TASK DIRECTIONS =
What you print must match the data line for line.

>>>

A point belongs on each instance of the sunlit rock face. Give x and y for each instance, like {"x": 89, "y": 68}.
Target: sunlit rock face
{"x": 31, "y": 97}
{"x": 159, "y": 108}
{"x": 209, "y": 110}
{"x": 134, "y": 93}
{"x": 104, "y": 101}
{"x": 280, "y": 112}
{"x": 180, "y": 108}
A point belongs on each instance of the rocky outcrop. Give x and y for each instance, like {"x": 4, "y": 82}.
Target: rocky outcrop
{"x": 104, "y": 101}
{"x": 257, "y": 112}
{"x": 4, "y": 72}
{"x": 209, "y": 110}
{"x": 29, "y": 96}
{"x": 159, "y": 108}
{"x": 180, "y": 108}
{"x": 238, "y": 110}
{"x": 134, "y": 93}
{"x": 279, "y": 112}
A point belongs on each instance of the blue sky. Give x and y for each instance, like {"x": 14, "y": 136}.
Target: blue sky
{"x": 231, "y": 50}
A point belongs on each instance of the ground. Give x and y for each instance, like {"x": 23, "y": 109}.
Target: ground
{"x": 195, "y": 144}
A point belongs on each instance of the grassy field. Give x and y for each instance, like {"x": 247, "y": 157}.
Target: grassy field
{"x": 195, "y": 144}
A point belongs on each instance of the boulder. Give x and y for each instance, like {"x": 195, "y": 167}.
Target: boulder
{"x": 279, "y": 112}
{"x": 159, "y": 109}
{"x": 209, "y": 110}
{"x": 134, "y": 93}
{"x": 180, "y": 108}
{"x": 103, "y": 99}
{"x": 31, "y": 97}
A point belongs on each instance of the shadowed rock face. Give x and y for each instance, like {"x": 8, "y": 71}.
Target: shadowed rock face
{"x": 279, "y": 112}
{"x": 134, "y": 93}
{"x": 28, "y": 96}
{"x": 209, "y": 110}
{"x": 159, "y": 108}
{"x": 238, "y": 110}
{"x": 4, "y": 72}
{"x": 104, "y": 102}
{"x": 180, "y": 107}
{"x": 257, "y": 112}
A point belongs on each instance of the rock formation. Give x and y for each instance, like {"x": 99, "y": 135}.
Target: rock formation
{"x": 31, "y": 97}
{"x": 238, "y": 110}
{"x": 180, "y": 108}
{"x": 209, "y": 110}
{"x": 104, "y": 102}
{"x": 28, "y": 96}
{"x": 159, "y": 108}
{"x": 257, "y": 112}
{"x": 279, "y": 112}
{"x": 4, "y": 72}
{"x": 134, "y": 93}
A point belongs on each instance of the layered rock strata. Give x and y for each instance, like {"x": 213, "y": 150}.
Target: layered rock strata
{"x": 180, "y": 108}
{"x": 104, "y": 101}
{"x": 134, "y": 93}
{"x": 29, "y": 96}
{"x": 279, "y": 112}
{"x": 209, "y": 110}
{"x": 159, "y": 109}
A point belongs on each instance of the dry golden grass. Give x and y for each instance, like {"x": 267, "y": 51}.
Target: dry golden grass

<<<

TASK RESPONSE =
A point belongs on each instance of the sunlit rock face. Give x and y for each instance, like {"x": 89, "y": 68}.
Target: sunlit rock face
{"x": 31, "y": 97}
{"x": 159, "y": 108}
{"x": 209, "y": 110}
{"x": 134, "y": 93}
{"x": 104, "y": 101}
{"x": 280, "y": 112}
{"x": 180, "y": 108}
A point belongs on each instance of the rocky outcrop. Give x and y for each instance, like {"x": 4, "y": 82}.
Target: rocky outcrop
{"x": 104, "y": 101}
{"x": 257, "y": 112}
{"x": 4, "y": 72}
{"x": 209, "y": 110}
{"x": 29, "y": 96}
{"x": 159, "y": 108}
{"x": 180, "y": 108}
{"x": 238, "y": 110}
{"x": 134, "y": 93}
{"x": 279, "y": 112}
A point belongs on each instance of the blue sky. Give x and y for each instance, like {"x": 14, "y": 136}.
Target: blue sky
{"x": 231, "y": 50}
A point belongs on each instance of the ground. Give x and y for each instance, like {"x": 23, "y": 109}.
Target: ground
{"x": 195, "y": 144}
A point belongs on each instance of the grassy field. Give x and y for each instance, like {"x": 247, "y": 157}.
Target: grassy field
{"x": 195, "y": 144}
A point belongs on each instance of the boulder. Give x and y for each instance, like {"x": 195, "y": 167}.
Target: boulder
{"x": 279, "y": 112}
{"x": 159, "y": 109}
{"x": 209, "y": 110}
{"x": 134, "y": 93}
{"x": 180, "y": 108}
{"x": 103, "y": 99}
{"x": 31, "y": 97}
A point belongs on each instance of the shadowed rock face. Give x and y for each instance, like {"x": 8, "y": 71}.
Target: shadowed rock face
{"x": 279, "y": 112}
{"x": 134, "y": 93}
{"x": 28, "y": 96}
{"x": 209, "y": 110}
{"x": 159, "y": 108}
{"x": 238, "y": 110}
{"x": 4, "y": 72}
{"x": 104, "y": 102}
{"x": 180, "y": 107}
{"x": 257, "y": 112}
A point belongs on each instance of the rock formation. Give x and y for each instance, like {"x": 99, "y": 135}.
Target: rock formation
{"x": 31, "y": 97}
{"x": 238, "y": 110}
{"x": 180, "y": 108}
{"x": 209, "y": 110}
{"x": 104, "y": 102}
{"x": 28, "y": 96}
{"x": 159, "y": 108}
{"x": 257, "y": 112}
{"x": 279, "y": 112}
{"x": 4, "y": 72}
{"x": 134, "y": 93}
A point belongs on each instance of the layered rock strata. Give x and y for each instance, like {"x": 213, "y": 150}.
Target: layered rock strata
{"x": 180, "y": 108}
{"x": 104, "y": 101}
{"x": 134, "y": 93}
{"x": 29, "y": 96}
{"x": 279, "y": 112}
{"x": 209, "y": 110}
{"x": 159, "y": 109}
A point belongs on each instance of the dry golden grass. Give x and y for each instance, like {"x": 267, "y": 51}.
Target: dry golden grass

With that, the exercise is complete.